Directive ▸
Give the listing below again in full, exactly as written.

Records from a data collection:
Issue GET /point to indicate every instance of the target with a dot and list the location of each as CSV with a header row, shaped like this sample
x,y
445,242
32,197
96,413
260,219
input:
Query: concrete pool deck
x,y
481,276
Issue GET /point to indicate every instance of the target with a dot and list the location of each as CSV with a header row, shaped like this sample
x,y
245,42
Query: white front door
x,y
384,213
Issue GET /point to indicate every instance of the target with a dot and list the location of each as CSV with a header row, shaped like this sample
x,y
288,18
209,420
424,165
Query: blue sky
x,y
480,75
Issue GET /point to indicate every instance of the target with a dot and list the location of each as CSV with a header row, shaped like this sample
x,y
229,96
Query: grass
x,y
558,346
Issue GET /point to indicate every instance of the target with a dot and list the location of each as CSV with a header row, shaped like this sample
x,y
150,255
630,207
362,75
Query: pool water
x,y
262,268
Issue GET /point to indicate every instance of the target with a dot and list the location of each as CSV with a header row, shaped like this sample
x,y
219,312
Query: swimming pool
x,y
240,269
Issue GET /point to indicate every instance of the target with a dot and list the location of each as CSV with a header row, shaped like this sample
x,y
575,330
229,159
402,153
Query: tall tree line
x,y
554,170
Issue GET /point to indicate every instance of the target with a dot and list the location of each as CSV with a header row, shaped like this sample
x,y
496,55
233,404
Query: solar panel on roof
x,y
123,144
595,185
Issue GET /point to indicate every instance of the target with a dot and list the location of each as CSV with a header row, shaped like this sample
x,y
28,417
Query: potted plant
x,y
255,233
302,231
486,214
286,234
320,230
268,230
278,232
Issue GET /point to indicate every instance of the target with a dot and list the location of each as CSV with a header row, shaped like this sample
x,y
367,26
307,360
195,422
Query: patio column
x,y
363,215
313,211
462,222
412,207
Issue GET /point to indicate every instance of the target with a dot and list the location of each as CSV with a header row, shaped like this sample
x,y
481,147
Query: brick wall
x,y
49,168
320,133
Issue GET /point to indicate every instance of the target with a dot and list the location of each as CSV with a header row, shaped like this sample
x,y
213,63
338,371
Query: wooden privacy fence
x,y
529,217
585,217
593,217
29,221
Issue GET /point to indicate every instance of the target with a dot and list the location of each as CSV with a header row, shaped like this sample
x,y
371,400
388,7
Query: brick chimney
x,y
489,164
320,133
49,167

In response ▸
Issue GET /point to indicate every instance of the target with a dot and list the location of each as CSV with a header row, shaped like this sample
x,y
445,242
32,197
96,413
260,219
input:
Query: concrete pool deck
x,y
481,276
Issue GET /point to indicate every instance of the target with a dot and list the location of each as CSV with a header row, shaped like this sample
x,y
245,42
Query: white front door
x,y
384,213
Issue GET /point to indicate every instance of the target with a dot and list the location of each as CSV with a header row, shaped like this sample
x,y
288,18
209,420
424,165
Query: blue sky
x,y
480,75
Issue GET /point to indicate every instance of the target with a dot and list the location of each as CSV with a header row, shaped like this sample
x,y
229,96
Query: grass
x,y
558,346
Issue GET /point to indicate every instance of the target with a dot and list the location of each as CSV with a header row, shaped like this sample
x,y
150,255
630,207
362,75
Query: pool water
x,y
262,268
Issue GET /point to indicate every instance of the target with a dot and list the location of each as CSV with a header row, shaped like this sample
x,y
219,312
Query: swimming pool
x,y
240,269
Issue GET /point to indicate every instance of the target with a dot and list the location of each as CSV with a header row, shaped like this sample
x,y
575,330
229,159
402,153
Query: tall tree line
x,y
554,170
Issue GET /point to indicate every instance of the target with a dot and list the location of each as CSV with a header row, shaped like this sample
x,y
496,55
233,404
Query: solar panel on roof
x,y
123,144
595,185
Issue GET /point to indicate every instance of the target with a dot and list the location of each as CSV with a header row, shaped like this sample
x,y
28,417
Query: potted plant
x,y
255,233
302,231
486,214
286,234
320,230
268,230
278,232
Issue GET /point to indicate every instance of the target with a dot and list the location of each as CSV with a header row, shaped like this sample
x,y
367,26
307,360
195,422
Query: patio column
x,y
363,215
313,211
462,222
412,207
Issue GET /point to indicate every instance of the target with a dot and list the location of each as CSV with a header row, shaped like this sample
x,y
481,147
Query: brick wall
x,y
49,168
320,133
Issue GET /point to indicate every instance of the target with a dot and list the location of each as CSV with a header row, shaped like this sample
x,y
213,63
338,371
Query: wooden privacy fence
x,y
529,217
585,217
593,217
29,221
Issue GET /point to indicate every instance of the target with a dot and list the location of each as CSV with a header row, shaped like this sample
x,y
371,400
388,7
Query: brick chimney
x,y
489,164
320,133
49,167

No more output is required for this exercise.